> _Passage to read_
*** Begin section ***

Representatives of the World March for Peace and Nonviolence and the Jai Jagat March, meeting in Gwalior (India), agreed on the collaboration between both marches. These two actions of great magnitude suppose they will mark the world agenda of Peace and Nonviolence in 2019-2020.
Jai Jagat and the World March
Both marches will begin on the same date, on October 2, 2019, International Day of Nonviolence. The World March for Peace and Nonviolence [i] (WM) will depart from Madrid (Spain) and Jai Jagat [ii] (JJ) from New Delhi (India).
The World March will arrive in Madrid (Spain) on March 8, 2020 after more than 5 months travelling through the planet, passing through more than 300 cities in some 100 countries. The Jai Jagat March will walk ten thousand km. by 17 countries arriving in Geneva (Switzerland) in September 2020.
Since both Marches start on the same day and have very similar objectives, they have decided to support each other. The collaboration agreements began to take shape in April 2017 in Madrid and concluded in a work conference held on February 18 and 19, 2018 at MGSA, Gwalior (India).
Rafael de la Rubia and Montserrat Prieto, representing World Without Wars &Violence [iii] (WWW&V), organization that promotes the World March, met with a team from Ekta Parishad [iv], organization that promotes Jai Jagat, a leader by Jill Car-Harris and Rajagopal PV In this meeting, and in subsequent meetings with the national coordinators of Ekta Parishad, we talked about how to find the convergence of the two marches and reached several agreements among which we highlight the following:
Common objectives
1. Promote nonviolence in both Marches in their travels and in the preparatory periods. Elaborate different common nonviolence tools.
2. Contemplate Marches and related activities as a means to confront structural violence through active nonviolence, highlighting the problems of inequity, injustice and internal violence as priorities.
3. Introduce children / youth to nonviolence as an ethical proposal that enriches their lives.
4. Promote women as bearers and leaders of nonviolence / peace in different events of the two Marches. Especially in discussions with representatives of governments and legislators.
5. Bear in mind that local governments, municipalities are a central area of focus in the planning of nonviolent societies through the creation of peace departments and the use of peace viewers (observatories of nonviolence) in their policies and programs.

*** End section ***

> _Supplied entries_
*** Begin section ***

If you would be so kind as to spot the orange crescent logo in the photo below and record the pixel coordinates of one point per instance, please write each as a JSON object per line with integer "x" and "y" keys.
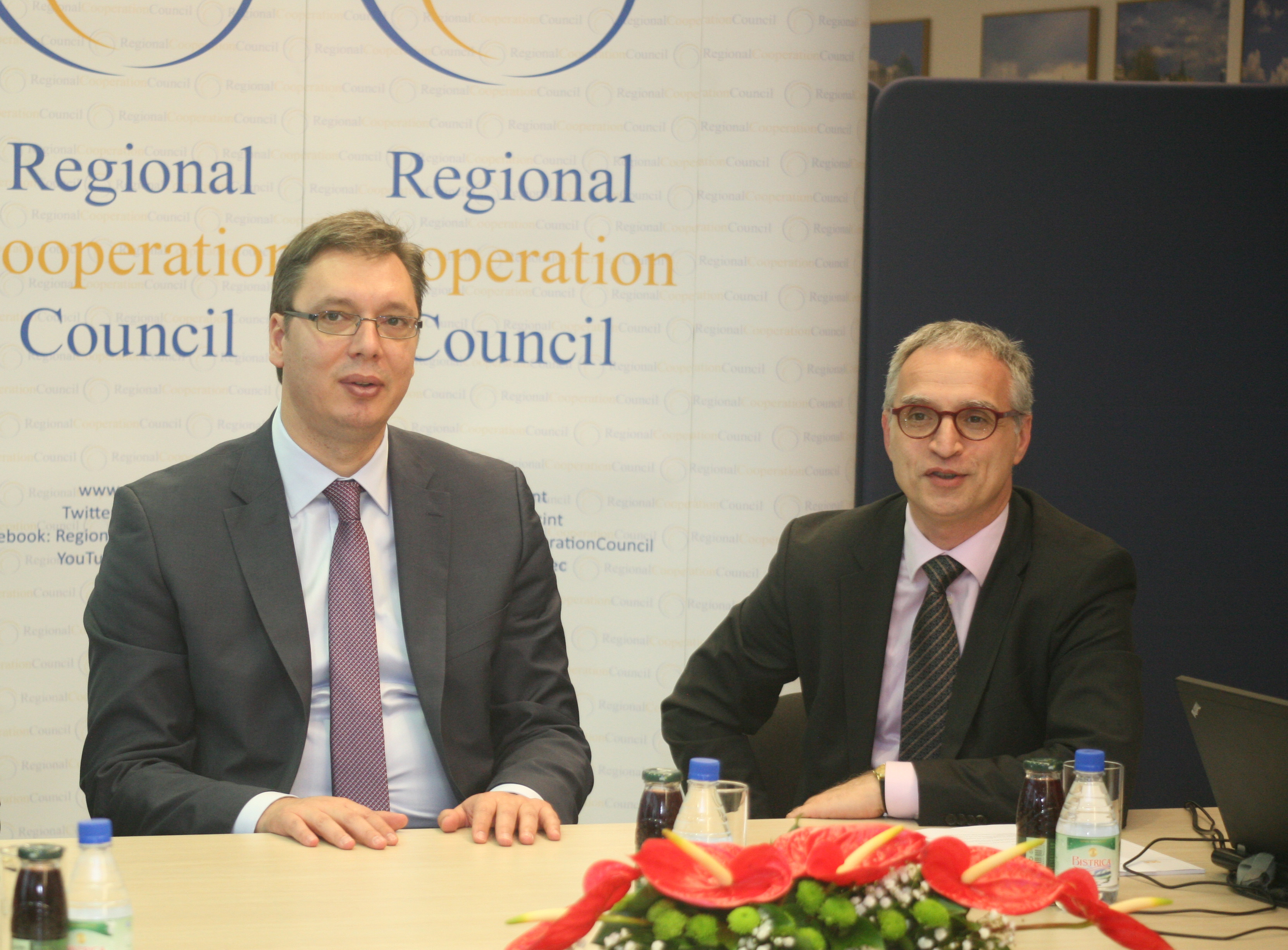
{"x": 438, "y": 22}
{"x": 78, "y": 30}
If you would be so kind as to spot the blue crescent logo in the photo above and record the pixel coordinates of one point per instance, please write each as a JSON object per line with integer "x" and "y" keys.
{"x": 446, "y": 33}
{"x": 12, "y": 22}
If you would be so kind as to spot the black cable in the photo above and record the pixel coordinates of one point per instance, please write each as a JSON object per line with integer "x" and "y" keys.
{"x": 1233, "y": 936}
{"x": 1210, "y": 834}
{"x": 1209, "y": 910}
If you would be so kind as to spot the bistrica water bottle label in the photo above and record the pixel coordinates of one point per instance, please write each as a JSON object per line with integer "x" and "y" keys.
{"x": 1095, "y": 855}
{"x": 111, "y": 934}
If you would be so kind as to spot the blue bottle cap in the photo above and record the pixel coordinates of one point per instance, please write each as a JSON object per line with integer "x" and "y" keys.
{"x": 95, "y": 832}
{"x": 704, "y": 770}
{"x": 1089, "y": 761}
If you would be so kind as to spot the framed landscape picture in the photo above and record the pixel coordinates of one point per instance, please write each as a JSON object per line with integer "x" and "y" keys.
{"x": 1048, "y": 44}
{"x": 1265, "y": 42}
{"x": 899, "y": 50}
{"x": 1173, "y": 40}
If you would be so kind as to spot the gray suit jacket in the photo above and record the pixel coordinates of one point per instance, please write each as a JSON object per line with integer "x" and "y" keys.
{"x": 200, "y": 674}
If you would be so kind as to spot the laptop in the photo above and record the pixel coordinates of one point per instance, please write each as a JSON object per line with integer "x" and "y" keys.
{"x": 1243, "y": 741}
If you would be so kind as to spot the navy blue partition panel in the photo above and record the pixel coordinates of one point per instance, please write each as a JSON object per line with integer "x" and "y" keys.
{"x": 1135, "y": 236}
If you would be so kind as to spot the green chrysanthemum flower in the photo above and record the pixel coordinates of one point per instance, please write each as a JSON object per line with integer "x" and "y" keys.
{"x": 670, "y": 925}
{"x": 930, "y": 913}
{"x": 809, "y": 939}
{"x": 703, "y": 929}
{"x": 744, "y": 919}
{"x": 659, "y": 909}
{"x": 838, "y": 912}
{"x": 893, "y": 923}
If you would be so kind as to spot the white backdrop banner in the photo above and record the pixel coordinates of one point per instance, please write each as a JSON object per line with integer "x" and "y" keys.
{"x": 642, "y": 223}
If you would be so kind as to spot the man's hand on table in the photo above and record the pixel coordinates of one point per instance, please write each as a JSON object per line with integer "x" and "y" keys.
{"x": 858, "y": 798}
{"x": 504, "y": 810}
{"x": 341, "y": 822}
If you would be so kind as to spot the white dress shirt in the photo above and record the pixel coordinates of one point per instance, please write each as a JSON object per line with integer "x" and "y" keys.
{"x": 418, "y": 784}
{"x": 977, "y": 553}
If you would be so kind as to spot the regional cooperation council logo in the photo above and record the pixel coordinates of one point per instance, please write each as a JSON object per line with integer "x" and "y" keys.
{"x": 467, "y": 40}
{"x": 111, "y": 39}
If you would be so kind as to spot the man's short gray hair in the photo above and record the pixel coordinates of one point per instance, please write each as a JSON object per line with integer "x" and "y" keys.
{"x": 960, "y": 334}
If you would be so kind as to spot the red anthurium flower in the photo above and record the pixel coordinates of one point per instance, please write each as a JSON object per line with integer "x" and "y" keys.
{"x": 1081, "y": 898}
{"x": 818, "y": 852}
{"x": 1018, "y": 887}
{"x": 796, "y": 846}
{"x": 606, "y": 883}
{"x": 760, "y": 873}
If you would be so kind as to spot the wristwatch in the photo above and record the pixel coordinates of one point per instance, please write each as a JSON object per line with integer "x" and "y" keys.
{"x": 879, "y": 774}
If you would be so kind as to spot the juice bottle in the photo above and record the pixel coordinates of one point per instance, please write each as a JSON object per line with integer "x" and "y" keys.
{"x": 39, "y": 903}
{"x": 660, "y": 803}
{"x": 1041, "y": 802}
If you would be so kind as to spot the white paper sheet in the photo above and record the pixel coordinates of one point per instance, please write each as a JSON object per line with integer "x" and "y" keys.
{"x": 1152, "y": 864}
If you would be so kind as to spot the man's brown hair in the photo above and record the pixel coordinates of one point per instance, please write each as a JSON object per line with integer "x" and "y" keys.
{"x": 355, "y": 233}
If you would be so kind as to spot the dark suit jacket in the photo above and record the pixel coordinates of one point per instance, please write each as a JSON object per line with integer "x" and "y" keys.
{"x": 1048, "y": 666}
{"x": 200, "y": 673}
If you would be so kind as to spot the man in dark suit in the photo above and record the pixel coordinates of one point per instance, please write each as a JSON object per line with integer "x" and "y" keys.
{"x": 943, "y": 634}
{"x": 333, "y": 627}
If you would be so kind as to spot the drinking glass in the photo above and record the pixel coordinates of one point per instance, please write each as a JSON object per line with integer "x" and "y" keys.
{"x": 1113, "y": 782}
{"x": 736, "y": 800}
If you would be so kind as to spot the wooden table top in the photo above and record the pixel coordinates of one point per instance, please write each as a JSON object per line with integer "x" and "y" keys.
{"x": 442, "y": 891}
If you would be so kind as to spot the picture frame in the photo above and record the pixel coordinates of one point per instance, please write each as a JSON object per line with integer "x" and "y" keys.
{"x": 1173, "y": 40}
{"x": 898, "y": 50}
{"x": 1061, "y": 44}
{"x": 1265, "y": 42}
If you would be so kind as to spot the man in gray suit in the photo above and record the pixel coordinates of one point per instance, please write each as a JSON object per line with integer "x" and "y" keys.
{"x": 942, "y": 634}
{"x": 333, "y": 628}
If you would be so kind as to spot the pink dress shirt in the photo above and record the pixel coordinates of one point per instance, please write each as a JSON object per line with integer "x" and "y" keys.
{"x": 977, "y": 553}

*** End section ***

> _What you need to do_
#1 According to the article on the World March and the Jai Jagat March, where and when will the Jai Jagat March arrive?
#2 List every city named in the article on the World March and the Jai Jagat March.

> _Per-task outputs_
#1 It will arrive in Geneva (Switzerland) in September 2020.

#2 Gwalior, Madrid, New Delhi, Geneva